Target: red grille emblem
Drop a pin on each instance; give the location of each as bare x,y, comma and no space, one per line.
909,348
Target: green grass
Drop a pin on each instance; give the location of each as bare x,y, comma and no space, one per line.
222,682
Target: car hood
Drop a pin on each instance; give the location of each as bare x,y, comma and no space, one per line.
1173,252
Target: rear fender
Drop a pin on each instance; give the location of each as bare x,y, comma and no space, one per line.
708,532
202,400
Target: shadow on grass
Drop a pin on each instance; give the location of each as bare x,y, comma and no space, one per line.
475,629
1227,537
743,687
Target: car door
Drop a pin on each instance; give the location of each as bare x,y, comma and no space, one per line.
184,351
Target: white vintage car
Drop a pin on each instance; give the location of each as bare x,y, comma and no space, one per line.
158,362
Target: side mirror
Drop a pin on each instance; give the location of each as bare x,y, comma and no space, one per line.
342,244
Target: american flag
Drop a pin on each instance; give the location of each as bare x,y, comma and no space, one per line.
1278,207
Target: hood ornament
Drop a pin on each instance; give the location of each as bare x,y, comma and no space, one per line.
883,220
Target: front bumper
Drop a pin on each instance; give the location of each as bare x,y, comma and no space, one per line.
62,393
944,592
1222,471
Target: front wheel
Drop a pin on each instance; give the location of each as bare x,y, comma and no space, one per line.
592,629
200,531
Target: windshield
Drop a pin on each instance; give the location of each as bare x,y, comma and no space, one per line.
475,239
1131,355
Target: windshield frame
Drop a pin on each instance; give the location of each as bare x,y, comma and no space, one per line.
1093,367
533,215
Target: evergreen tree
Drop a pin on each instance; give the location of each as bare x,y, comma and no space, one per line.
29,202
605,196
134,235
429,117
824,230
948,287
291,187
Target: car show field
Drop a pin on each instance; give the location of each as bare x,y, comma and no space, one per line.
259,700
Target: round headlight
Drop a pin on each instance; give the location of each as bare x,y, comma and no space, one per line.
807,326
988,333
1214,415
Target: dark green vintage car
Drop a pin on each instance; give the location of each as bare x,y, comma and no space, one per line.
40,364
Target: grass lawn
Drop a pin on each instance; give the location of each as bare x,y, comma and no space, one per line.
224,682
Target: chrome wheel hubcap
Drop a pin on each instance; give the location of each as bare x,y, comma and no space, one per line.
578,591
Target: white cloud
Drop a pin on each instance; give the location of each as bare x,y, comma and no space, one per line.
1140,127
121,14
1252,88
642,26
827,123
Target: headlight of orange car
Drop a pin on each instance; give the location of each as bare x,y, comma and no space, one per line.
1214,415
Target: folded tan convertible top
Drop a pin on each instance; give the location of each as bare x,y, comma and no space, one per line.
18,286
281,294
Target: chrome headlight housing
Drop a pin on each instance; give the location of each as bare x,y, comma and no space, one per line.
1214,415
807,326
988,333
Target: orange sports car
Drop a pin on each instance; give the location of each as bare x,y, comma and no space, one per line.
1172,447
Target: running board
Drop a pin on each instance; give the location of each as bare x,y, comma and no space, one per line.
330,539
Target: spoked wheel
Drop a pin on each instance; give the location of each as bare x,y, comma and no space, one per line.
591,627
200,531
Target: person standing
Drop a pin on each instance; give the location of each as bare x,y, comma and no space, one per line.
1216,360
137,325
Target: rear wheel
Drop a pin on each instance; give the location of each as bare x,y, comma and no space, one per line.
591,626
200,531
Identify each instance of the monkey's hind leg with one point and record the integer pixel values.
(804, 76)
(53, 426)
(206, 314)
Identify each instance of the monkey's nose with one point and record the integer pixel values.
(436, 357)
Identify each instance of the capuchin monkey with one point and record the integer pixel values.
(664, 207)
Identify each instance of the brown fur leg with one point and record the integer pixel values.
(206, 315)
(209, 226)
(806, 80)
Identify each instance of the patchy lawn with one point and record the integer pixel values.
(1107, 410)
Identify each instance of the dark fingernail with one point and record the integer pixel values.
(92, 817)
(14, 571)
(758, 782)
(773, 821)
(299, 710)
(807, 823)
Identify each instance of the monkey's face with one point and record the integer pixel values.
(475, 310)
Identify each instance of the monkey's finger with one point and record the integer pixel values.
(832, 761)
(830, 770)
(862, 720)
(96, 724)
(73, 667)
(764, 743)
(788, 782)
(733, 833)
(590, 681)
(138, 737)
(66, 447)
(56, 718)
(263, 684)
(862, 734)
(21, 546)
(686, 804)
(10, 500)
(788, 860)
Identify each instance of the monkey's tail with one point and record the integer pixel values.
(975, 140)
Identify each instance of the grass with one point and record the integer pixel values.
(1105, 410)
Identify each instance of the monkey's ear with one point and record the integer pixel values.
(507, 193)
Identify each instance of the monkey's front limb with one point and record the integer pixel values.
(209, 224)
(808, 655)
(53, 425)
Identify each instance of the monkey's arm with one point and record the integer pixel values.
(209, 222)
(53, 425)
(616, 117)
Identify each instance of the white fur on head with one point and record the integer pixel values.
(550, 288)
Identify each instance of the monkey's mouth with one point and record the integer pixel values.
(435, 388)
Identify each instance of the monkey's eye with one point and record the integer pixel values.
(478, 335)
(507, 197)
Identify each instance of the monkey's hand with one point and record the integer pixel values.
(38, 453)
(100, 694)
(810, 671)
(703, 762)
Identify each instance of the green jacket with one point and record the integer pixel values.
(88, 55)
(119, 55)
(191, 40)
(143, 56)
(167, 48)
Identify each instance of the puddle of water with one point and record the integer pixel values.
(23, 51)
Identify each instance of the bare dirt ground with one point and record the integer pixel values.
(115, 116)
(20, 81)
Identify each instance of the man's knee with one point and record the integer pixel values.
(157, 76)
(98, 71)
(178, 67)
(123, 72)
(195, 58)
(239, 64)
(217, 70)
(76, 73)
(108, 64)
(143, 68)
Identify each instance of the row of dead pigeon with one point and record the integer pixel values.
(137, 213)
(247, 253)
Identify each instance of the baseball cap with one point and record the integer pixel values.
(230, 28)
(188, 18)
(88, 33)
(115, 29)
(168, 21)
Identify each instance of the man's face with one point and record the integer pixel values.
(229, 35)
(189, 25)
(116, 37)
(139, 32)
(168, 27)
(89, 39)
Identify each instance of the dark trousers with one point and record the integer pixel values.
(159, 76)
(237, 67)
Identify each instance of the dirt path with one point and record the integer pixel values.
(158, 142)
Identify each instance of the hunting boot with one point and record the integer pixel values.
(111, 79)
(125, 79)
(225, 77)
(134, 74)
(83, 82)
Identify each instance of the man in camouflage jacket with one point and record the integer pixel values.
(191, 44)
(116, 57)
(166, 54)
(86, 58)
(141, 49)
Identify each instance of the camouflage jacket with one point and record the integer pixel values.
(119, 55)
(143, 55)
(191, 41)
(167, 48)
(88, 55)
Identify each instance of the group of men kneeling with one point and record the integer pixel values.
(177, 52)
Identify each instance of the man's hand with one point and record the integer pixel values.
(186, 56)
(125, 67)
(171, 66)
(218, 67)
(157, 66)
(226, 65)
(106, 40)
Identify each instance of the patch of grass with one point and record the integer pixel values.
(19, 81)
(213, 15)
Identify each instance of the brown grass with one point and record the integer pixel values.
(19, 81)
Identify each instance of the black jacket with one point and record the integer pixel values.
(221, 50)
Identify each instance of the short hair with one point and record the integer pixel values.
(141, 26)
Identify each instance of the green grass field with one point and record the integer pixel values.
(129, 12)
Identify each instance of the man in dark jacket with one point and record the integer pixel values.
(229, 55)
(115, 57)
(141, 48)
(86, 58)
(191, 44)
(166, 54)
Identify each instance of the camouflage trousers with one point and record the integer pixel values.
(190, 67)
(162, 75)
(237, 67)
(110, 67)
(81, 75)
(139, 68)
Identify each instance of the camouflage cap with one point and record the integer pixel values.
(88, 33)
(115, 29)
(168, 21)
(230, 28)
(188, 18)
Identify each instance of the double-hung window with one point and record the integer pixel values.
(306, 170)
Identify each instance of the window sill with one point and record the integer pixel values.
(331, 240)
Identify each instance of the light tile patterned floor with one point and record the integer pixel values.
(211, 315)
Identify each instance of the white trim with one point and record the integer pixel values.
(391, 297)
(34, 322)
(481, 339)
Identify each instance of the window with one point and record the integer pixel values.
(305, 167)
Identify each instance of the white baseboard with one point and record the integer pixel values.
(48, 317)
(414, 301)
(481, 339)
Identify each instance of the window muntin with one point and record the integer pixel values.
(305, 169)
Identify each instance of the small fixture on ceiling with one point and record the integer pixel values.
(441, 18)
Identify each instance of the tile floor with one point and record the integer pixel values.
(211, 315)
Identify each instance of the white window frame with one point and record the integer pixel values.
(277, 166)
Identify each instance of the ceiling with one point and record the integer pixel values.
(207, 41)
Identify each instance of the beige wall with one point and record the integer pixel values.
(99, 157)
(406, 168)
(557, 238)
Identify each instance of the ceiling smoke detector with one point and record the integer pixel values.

□ □ □

- **Task item**:
Return each line of the data where the word "hood" appears.

- **Solved problem**:
Target: car hood
Target: hood ornament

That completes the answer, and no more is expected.